#### Exercise directions
Produce as output only the lines below starting at the line with "the woman's hand" and continuing through the line with "of the woven", each one exactly as written.

#### Exercise input
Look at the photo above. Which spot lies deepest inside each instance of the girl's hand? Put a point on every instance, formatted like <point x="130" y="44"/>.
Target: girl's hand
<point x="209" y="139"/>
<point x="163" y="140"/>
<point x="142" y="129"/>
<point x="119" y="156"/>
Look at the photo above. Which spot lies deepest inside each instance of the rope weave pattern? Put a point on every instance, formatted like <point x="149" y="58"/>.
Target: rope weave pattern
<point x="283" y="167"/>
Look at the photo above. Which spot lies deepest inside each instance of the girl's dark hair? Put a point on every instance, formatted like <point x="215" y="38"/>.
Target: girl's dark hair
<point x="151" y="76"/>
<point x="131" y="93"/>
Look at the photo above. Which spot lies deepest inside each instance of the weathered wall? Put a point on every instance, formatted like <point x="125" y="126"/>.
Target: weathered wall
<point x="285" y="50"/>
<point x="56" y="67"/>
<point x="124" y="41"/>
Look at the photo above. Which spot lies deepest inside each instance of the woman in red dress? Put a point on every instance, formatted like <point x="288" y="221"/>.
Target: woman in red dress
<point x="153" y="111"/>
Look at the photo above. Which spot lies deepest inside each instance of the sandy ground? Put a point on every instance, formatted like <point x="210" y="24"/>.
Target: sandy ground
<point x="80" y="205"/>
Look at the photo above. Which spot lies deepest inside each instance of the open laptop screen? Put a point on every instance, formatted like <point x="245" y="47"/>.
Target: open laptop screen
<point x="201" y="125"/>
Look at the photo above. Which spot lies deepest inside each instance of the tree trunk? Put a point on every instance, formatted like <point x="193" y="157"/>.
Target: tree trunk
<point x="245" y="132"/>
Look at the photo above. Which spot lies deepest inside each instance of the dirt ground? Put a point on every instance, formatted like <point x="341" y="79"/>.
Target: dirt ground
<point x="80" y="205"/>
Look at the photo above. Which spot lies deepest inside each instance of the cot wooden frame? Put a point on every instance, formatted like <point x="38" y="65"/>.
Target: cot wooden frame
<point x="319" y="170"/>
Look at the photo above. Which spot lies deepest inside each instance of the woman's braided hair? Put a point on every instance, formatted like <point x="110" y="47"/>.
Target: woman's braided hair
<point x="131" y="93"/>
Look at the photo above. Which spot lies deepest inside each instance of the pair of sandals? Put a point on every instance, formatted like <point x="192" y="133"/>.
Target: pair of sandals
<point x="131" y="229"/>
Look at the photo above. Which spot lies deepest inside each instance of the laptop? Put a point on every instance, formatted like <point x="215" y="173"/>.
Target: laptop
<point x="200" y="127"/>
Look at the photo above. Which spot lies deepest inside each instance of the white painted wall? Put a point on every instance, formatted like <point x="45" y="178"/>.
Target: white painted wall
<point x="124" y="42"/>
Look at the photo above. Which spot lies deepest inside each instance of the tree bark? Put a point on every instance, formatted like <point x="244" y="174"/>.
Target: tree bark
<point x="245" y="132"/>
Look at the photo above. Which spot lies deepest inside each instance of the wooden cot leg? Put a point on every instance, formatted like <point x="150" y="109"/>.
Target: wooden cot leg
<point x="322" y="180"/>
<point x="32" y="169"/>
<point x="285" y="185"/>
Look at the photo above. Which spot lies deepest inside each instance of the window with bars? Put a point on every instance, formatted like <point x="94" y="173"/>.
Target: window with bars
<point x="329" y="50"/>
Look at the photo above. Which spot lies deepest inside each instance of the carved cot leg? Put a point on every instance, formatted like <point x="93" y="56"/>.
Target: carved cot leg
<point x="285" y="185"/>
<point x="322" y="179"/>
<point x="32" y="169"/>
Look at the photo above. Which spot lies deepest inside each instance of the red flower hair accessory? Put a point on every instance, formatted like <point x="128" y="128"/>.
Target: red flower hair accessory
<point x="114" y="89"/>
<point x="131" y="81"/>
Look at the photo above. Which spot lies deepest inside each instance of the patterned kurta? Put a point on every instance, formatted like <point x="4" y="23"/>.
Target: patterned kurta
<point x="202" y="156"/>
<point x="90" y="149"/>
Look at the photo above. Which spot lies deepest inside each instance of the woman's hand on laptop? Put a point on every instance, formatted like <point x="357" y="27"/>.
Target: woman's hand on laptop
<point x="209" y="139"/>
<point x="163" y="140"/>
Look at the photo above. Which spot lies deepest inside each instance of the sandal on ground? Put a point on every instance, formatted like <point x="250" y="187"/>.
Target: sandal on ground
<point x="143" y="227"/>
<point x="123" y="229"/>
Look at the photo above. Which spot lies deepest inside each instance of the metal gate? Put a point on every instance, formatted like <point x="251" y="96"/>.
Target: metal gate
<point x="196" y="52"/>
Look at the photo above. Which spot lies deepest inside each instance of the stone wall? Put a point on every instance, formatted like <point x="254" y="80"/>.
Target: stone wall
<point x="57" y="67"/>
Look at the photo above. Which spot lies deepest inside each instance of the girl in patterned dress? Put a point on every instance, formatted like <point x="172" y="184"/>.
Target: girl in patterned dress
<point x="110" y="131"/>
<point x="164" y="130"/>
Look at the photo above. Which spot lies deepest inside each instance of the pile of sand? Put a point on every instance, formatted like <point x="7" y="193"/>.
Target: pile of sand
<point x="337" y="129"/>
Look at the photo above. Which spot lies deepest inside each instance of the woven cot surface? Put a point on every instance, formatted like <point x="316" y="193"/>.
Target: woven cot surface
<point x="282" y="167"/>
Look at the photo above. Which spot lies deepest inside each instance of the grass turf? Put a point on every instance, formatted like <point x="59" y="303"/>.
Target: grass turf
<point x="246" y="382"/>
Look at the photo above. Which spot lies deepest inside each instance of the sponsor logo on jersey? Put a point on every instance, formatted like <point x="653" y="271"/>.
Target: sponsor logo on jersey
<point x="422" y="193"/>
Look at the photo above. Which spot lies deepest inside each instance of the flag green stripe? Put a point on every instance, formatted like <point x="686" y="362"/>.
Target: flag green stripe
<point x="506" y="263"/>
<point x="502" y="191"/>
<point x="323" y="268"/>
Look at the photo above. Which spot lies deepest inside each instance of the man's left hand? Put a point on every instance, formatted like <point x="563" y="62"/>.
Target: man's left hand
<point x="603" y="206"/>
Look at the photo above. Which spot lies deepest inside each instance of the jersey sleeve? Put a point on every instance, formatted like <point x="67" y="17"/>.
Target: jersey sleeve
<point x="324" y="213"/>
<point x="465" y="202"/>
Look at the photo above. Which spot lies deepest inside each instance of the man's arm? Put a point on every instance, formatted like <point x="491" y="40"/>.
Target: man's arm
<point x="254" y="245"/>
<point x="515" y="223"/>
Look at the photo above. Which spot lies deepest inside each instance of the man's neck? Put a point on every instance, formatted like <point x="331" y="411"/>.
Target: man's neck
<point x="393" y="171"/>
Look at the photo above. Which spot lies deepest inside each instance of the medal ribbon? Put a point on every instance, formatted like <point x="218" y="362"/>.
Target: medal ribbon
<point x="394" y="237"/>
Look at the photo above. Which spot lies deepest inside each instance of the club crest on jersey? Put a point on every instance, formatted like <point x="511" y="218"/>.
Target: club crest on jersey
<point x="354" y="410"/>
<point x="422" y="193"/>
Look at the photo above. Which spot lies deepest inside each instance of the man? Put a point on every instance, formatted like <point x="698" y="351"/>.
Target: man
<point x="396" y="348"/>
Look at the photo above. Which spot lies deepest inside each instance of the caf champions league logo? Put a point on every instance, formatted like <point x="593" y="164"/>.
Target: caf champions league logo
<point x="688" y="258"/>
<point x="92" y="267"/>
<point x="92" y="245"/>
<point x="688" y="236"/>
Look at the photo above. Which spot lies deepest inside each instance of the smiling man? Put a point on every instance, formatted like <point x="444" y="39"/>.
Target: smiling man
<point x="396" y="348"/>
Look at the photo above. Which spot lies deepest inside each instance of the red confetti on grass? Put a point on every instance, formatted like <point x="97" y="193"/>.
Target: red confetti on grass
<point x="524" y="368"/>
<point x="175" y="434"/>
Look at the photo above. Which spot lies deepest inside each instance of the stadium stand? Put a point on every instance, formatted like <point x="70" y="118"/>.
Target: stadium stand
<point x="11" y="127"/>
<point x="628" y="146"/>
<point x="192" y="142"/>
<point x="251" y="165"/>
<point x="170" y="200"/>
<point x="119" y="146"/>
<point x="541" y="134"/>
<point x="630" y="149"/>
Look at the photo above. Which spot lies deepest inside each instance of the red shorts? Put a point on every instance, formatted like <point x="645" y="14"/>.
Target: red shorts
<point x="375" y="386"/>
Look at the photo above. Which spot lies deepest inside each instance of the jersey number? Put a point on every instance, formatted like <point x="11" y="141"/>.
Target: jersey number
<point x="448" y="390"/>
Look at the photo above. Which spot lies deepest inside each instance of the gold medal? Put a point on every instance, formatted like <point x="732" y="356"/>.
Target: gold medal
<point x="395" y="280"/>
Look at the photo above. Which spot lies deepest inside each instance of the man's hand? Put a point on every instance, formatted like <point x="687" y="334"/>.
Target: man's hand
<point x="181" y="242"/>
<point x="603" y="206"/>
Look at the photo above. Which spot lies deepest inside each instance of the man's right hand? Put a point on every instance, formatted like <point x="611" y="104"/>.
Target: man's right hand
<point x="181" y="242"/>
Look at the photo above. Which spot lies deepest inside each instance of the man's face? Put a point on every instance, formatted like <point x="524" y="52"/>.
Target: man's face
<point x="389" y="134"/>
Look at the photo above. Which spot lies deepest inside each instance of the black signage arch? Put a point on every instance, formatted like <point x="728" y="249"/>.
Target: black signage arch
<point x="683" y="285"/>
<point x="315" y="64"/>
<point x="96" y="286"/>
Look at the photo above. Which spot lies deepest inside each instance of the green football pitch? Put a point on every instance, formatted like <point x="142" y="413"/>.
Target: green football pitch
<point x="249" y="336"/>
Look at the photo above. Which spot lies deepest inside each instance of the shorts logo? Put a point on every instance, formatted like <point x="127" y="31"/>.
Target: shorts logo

#### Answer section
Look at the photo above. Which spot lies deepest inside each instance of the woman's hand on laptop? Put a point on every instance, formatted like <point x="357" y="27"/>.
Target: woman's hand on laptop
<point x="209" y="139"/>
<point x="163" y="140"/>
Look at the photo above. Which spot lies deepest inside each instance of the sandal on ground? Put a point on every instance, formatted like <point x="250" y="187"/>.
Target: sandal on ground
<point x="143" y="227"/>
<point x="123" y="229"/>
Look at the photo above. Which spot lies deepest inside each instance of the metal gate? Put a point on every instance, formatted like <point x="251" y="96"/>.
Target: metal gate
<point x="196" y="52"/>
Look at the photo above. Which spot lies deepest inside each instance of the stone wall? Put a point on every instance, formatted like <point x="254" y="80"/>.
Target: stone wall
<point x="57" y="67"/>
Look at the photo above. Which spot lies deepest inside each instance of the girl in patterned dress? Put a point on every instance, formatted like <point x="172" y="184"/>.
Target: girl in patterned dress
<point x="110" y="131"/>
<point x="164" y="130"/>
Look at the photo above. Which spot lies deepest inside each instance of the pile of sand? Put a point on every instance, formatted like <point x="7" y="193"/>.
Target: pile of sand
<point x="337" y="129"/>
Look at the photo above. Which spot lies deepest inside each instance of the woven cot surface? Put a point on every instance, formatted like <point x="316" y="193"/>.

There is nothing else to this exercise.